● **Record list**:

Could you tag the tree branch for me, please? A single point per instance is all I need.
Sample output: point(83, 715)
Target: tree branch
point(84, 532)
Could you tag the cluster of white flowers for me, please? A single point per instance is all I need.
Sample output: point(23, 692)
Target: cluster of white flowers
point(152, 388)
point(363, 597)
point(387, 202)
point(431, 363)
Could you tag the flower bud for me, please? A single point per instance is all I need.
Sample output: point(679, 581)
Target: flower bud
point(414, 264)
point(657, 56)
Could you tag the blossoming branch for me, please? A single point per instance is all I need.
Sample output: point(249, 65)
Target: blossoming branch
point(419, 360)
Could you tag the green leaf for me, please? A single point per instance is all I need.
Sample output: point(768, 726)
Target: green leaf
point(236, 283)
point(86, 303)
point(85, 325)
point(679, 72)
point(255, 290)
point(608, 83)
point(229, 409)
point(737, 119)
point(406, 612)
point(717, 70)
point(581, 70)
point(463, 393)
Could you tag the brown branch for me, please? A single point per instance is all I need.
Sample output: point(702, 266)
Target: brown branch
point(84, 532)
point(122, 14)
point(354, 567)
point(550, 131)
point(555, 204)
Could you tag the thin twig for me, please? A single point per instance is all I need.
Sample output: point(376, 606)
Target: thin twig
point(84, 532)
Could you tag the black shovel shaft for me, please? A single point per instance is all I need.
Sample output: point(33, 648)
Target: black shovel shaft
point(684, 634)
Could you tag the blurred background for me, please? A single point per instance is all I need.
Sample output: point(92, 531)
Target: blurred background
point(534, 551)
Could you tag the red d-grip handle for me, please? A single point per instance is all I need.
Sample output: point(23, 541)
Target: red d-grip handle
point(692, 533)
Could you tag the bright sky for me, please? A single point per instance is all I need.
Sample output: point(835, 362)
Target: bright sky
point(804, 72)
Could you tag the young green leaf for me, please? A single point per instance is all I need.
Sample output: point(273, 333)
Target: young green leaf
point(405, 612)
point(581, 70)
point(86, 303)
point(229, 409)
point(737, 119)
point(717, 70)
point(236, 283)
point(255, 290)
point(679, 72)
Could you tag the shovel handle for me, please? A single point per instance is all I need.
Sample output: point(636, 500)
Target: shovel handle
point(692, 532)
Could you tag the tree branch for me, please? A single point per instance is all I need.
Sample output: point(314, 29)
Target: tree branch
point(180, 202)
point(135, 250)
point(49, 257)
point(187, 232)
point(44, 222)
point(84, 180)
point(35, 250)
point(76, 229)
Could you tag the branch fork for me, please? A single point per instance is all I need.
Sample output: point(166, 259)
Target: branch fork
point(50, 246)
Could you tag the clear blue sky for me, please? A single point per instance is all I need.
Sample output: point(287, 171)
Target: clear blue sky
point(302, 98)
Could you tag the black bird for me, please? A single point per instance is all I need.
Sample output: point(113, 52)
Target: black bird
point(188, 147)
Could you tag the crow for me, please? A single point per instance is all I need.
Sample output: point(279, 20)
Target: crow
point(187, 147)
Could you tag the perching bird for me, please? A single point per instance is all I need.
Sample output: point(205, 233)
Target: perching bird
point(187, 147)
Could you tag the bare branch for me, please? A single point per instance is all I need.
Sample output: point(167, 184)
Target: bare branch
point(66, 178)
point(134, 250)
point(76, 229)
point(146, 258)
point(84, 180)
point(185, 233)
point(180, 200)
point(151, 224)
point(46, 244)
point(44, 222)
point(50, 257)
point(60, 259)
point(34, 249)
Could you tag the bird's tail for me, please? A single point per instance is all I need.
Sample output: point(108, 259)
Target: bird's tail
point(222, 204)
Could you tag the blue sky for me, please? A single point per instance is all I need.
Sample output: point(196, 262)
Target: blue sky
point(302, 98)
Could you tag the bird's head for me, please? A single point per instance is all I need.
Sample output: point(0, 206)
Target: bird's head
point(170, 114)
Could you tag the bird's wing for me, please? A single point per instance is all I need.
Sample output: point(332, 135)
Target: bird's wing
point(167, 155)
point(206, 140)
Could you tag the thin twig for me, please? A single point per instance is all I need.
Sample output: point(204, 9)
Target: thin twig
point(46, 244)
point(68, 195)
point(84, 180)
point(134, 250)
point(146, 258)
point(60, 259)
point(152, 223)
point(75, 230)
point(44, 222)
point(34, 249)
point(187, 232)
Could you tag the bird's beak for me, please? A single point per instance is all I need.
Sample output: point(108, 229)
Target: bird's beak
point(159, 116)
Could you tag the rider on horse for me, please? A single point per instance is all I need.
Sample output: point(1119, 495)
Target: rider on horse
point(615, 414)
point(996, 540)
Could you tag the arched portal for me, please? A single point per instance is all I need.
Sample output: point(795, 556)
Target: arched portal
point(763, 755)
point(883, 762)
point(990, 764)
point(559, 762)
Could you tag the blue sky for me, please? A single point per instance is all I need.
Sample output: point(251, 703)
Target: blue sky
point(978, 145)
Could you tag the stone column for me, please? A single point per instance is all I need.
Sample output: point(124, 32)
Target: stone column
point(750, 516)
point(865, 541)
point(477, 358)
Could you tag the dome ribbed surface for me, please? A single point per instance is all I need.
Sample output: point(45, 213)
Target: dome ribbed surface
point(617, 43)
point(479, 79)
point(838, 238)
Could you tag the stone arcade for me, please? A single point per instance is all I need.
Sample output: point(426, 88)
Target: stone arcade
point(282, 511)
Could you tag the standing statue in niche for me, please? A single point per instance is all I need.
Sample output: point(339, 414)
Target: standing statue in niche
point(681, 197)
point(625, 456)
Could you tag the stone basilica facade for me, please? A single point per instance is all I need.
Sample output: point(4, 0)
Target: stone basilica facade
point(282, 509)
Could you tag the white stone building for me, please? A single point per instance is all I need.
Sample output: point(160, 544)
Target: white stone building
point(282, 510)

● **Work to be completed**:
Give the rows again from the line containing "Could you tag the standing" down to the end, switching "stone" to "marble" wherever it appears and changing nothing else.

● **Answer to this exercise**:
Could you tag the standing statue in niche for me, please? A single point per instance is all I need.
Sample output: point(339, 414)
Target: standing statue in niche
point(681, 197)
point(625, 456)
Could you tag the marble basilica facade for me, please? A single point per instance is all I need.
Sample output: point(4, 0)
Target: marble basilica facade
point(282, 509)
Could you tag the white marble building for me, please? A single point per instance is all I need.
Sample output: point(160, 544)
Target: white marble building
point(282, 510)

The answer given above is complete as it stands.